Verilen görev 1. Alıntı metne göre Dostoyevski, günlüklerinde Sibirya'daki katil, tecavüzcü ve soyguncular hakkında ne söyler?
Verilen görev 2. Alıntı metinde yaşama özgürlükleri ellerinden alınan kadınlardan hangilerinin adı, bir şehirle birlikte geçiyor? Hepsini şehirleriyle birlikte sıralayın.

Alıntı metin.

★ ★ ★ ★ ★

Televizyon kanalında kendisine üçüncü eş arayan bir amca ile sunucunun diyaloğunu birçoğunuz hatırlayacaktır.
Samsun'da Arzu Aygün, Ankara'da Aleyna Çakır, Muğla'da Pınar Gültekin, İstanbul'da Nursel Aris, Konya'da Esma Nur Karadayı, Malatya'da Selda Taş, Edirne'de Nilay Karaarslan ve diğerlerinin en kutsal olan yaşama özgürlükleri ellerinden alındı. Hem de kendilerinde hiç bir suç görmeyen kader kurbanları insanlar tarafından.
Dostoyevski günlüklerinin bir yerinde, Sibirya'daki onlarca katil, tecavüzcü ve soyguncudan bir tanesinin bile hata yaptığını kabul ettiğini görmediğini söyler.
Ahlakı ahlakçılıkla karıştırmak istemiyorum. Belki haddime de düşmez bu konulara girmek ama son günlerde artan cinayetlerin ardından insan ister istemez etkileniyor. Yaptıkları eylemlerin kötülüğünü üzerine almayarak suçu kadere atan çiçek insanları gördükçe artık ne diyeceğimizi ne düşüneceğimizi şaşırıyoruz.
Katil bile vicdanını susturacak bahaneler buluyorsa eğer, kim benim kalbime ve vicdanıma bak diyebilir artık?
Kimse kaza eseri doktor olamayacağı gibi kaza eseri de kendini cehennemde bulmaz. İnsan kendi ayaklarıyla, kendi iradesiyle gider cehenneme de suçu hep başkalarına atar.
Bizim anlamadığımız şey galiba yaptığımız her kötülüğün kendi eserimiz olduğudur. Bu ister cinayet olsun, ister tecavüz, ister hırsızlık, isterse haksızlık... Bizleri ağza alınmaz kötü eylemlere iten toplumsal şartlardan çok kişiliğimizdir. Yapmaya bilirdin!

★ ★ ★ ★ ★

Nesnelerin göründüğü yerlere dair veri satırları
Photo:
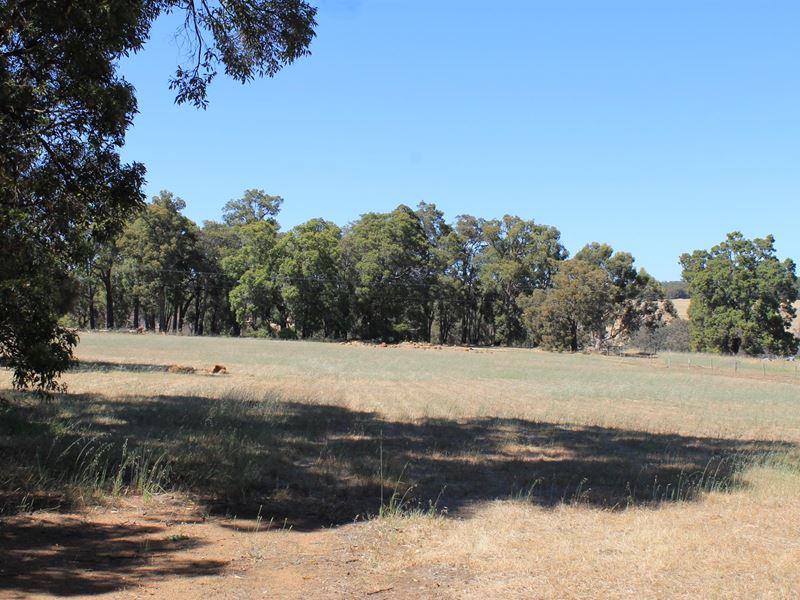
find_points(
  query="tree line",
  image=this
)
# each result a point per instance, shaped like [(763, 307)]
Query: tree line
[(407, 274)]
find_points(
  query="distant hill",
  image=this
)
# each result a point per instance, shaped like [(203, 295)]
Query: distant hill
[(676, 289)]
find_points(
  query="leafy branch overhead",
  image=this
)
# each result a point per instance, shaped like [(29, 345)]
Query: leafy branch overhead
[(248, 38), (65, 110)]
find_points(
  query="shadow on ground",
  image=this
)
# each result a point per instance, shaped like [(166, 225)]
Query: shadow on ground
[(70, 557), (317, 465), (305, 465)]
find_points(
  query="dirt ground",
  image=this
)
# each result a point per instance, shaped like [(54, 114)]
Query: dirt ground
[(165, 548)]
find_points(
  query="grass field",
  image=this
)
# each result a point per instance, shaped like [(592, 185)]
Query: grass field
[(345, 471)]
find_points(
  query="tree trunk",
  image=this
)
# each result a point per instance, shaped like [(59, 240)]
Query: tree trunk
[(92, 310), (109, 298)]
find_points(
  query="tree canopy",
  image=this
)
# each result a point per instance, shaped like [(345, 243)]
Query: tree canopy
[(63, 117), (742, 297)]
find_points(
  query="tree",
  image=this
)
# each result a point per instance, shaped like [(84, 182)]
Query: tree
[(568, 315), (160, 261), (520, 256), (598, 298), (254, 205), (255, 298), (637, 299), (742, 297), (387, 260), (464, 246), (63, 118), (310, 280)]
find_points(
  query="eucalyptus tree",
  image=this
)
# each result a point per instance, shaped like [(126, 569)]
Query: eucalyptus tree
[(310, 279), (63, 119), (387, 258), (742, 297), (520, 256)]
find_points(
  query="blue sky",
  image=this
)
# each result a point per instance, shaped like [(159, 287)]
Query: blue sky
[(654, 126)]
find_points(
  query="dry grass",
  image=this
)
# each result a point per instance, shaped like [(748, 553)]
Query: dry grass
[(566, 476)]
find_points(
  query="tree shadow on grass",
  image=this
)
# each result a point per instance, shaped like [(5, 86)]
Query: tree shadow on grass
[(67, 557), (307, 466), (105, 367), (314, 465)]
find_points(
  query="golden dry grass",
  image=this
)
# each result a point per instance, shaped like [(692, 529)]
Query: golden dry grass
[(533, 450)]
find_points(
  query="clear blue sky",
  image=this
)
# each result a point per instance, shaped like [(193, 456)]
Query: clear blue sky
[(657, 127)]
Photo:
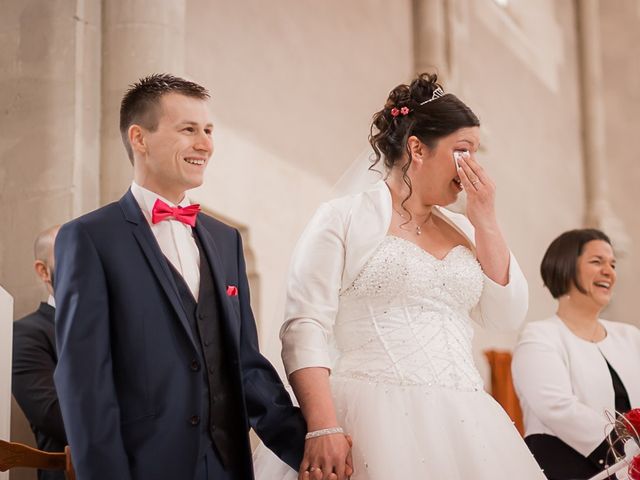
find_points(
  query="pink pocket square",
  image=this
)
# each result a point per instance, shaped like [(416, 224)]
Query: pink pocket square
[(232, 291)]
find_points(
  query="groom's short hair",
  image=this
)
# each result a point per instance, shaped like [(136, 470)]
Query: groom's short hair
[(140, 104)]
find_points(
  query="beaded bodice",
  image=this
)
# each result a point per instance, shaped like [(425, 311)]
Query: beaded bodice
[(405, 319)]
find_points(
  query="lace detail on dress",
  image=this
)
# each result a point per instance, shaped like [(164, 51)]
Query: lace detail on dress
[(405, 319)]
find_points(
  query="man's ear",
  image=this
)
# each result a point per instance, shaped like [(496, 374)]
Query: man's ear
[(41, 270), (136, 136)]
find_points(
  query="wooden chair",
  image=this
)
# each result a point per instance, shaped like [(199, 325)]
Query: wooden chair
[(502, 385), (19, 455)]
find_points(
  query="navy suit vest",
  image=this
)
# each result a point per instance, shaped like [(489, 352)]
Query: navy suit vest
[(221, 417)]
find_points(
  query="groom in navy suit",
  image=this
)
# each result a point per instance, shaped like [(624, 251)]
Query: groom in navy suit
[(159, 374)]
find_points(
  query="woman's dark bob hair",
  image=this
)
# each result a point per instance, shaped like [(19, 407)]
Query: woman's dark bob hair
[(559, 264)]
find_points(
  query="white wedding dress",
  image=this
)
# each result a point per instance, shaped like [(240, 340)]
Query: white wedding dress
[(405, 386)]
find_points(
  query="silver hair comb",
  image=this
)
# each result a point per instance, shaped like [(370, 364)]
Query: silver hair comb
[(437, 93)]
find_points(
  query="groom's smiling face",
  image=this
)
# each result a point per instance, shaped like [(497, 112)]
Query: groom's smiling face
[(175, 155)]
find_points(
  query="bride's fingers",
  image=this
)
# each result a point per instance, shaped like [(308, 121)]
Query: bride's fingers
[(464, 179), (470, 174), (477, 169)]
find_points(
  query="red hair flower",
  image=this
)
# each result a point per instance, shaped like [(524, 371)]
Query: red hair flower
[(634, 468), (632, 421)]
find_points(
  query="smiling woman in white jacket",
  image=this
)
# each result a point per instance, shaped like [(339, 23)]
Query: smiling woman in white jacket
[(570, 369)]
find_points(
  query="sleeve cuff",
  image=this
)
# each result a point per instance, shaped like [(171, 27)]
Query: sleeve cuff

★ ★ ★ ★ ★

Tamamlanan yanıt 1. Onlardan bir tanesinin bile hata yaptığını kabul ettiğini görmediğini söyler.

Tamamlanan yanıt 2.
- Arzu Aygün (Samsun)
- Aleyna Çakır (Ankara)
- Pınar Gültekin (Muğla)
- Nursel Aris (İstanbul)
- Esma Nur Karadayı (Konya)
- Selda Taş (Malatya)
- Nilay Karaarslan (Edirne)